**Supplied material**
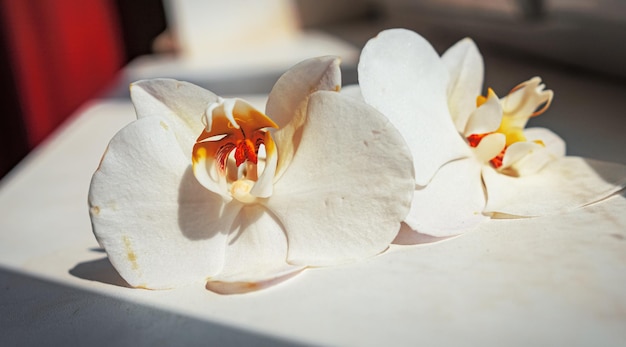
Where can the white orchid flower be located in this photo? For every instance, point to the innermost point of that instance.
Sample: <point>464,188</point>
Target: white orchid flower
<point>199,189</point>
<point>496,167</point>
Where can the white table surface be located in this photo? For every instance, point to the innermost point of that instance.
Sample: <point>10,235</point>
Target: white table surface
<point>559,280</point>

**Exercise**
Copy the line containing "Target: white orchid flower" and every line after it, through the last line of the records. Include nothing else.

**Answer box**
Target: white orchid flower
<point>199,189</point>
<point>496,167</point>
Where can the white table surface be located in this photo? For every instance, point to the innermost point of that instance.
Sample: <point>10,235</point>
Target: white table surface
<point>559,280</point>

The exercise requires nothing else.